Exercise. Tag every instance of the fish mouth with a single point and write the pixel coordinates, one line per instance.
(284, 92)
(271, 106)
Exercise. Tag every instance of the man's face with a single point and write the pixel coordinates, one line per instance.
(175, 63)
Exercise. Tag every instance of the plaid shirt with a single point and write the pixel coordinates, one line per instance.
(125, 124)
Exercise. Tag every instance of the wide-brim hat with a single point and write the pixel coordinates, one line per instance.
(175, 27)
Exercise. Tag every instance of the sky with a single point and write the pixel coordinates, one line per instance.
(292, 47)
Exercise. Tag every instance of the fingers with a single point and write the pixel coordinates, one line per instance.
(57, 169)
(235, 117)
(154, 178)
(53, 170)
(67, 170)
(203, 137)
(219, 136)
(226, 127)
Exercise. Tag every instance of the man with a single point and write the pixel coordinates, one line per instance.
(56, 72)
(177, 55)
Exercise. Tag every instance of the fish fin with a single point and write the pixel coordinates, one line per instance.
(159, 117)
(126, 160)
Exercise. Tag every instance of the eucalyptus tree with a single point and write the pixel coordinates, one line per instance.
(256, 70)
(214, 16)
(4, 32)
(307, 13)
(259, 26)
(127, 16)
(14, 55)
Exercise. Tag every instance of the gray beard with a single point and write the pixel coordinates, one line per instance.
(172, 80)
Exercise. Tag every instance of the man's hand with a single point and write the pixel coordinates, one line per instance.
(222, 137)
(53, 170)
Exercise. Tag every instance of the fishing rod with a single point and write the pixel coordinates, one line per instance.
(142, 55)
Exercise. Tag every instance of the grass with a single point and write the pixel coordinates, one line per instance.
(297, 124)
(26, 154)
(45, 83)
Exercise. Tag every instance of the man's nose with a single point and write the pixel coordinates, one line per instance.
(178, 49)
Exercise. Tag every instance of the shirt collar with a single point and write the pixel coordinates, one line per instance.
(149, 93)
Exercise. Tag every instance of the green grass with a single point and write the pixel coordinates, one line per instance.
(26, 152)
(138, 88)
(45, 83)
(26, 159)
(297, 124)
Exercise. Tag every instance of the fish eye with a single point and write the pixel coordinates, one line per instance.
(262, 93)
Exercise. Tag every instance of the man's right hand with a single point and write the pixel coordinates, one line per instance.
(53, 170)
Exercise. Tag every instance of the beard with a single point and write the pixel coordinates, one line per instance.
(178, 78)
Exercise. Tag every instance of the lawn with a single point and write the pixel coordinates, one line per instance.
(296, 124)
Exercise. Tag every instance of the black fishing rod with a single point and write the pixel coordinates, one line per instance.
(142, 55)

==*==

§ **INSTRUCTION**
Format every line of all the rows above as a JSON array of strings, with one string per line and blank lines omitted.

§ **SOLUTION BELOW**
[
  "Exercise. Tag every instance of the fish mouth with a single point and write the pixel coordinates, one line per instance.",
  "(284, 92)",
  "(271, 106)",
  "Exercise. Tag every instance of the man's face with a single point and write the pixel coordinates, one line per instance.",
  "(175, 63)",
  "Exercise. Tag every instance of the plaid shirt with a single point and write the pixel coordinates, one line per instance.",
  "(125, 124)",
  "Exercise. Tag every instance of the wide-brim hat with a single point and write the pixel coordinates, one line per instance.",
  "(175, 27)",
  "Exercise. Tag every instance of the sky with a single point and write the pixel coordinates, one line per instance.",
  "(292, 47)",
  "Exercise. Tag every instance of the fingers with a single point and write the pixel coordinates, one line per instance.",
  "(57, 169)",
  "(235, 117)",
  "(154, 178)",
  "(53, 170)",
  "(67, 170)",
  "(203, 137)",
  "(219, 136)",
  "(226, 127)",
  "Exercise. Tag every instance of the man with a single point and write the pixel coordinates, one line per instance.",
  "(56, 72)",
  "(177, 55)",
  "Exercise. Tag every instance of the fish fin with a single point and write the pixel coordinates, one line per instance.",
  "(159, 117)",
  "(126, 160)",
  "Exercise. Tag every instance of the eucalyptus tree with a single point and write the pixel coordinates, one line per instance.",
  "(256, 70)",
  "(214, 16)",
  "(4, 32)",
  "(307, 13)",
  "(259, 26)",
  "(127, 16)",
  "(14, 55)",
  "Exercise. Tag every instance of the gray beard with a single point and write the pixel coordinates, one line per instance.",
  "(172, 80)",
  "Exercise. Tag every instance of the man's hand with a single point and write the pixel coordinates, one line per instance.",
  "(222, 137)",
  "(53, 170)",
  "Exercise. Tag every instance of the fishing rod with a single point and write the pixel coordinates, one line per instance.",
  "(142, 55)",
  "Exercise. Tag every instance of the grass with a single point and write the pixel coordinates, one line per instance.",
  "(297, 124)",
  "(26, 154)",
  "(45, 83)",
  "Exercise. Tag every instance of the man's nose with a single point and write the pixel coordinates, one line per instance.",
  "(178, 49)",
  "Exercise. Tag every instance of the shirt collar with a single point and write the pixel coordinates, one line per instance.",
  "(149, 93)",
  "Exercise. Tag every instance of the green grass with a single point and write the pixel coordinates, one line per instance.",
  "(26, 152)",
  "(138, 88)",
  "(45, 83)",
  "(26, 159)",
  "(297, 124)",
  "Exercise. Tag every instance of the fish eye with a single point and write the pixel coordinates, one line per instance.",
  "(262, 93)",
  "Exercise. Tag every instance of the man's right hand with a single point and write the pixel coordinates, one line per instance.",
  "(53, 170)",
  "Exercise. Tag every instance of the beard with a single point and write the pixel coordinates, one line per instance.",
  "(178, 78)",
  "Exercise. Tag every instance of the lawn with a single point and write the pixel coordinates, one line per instance.",
  "(296, 124)",
  "Exercise. Tag every instance of the black fishing rod with a single point and write the pixel coordinates, one line per instance.",
  "(142, 55)"
]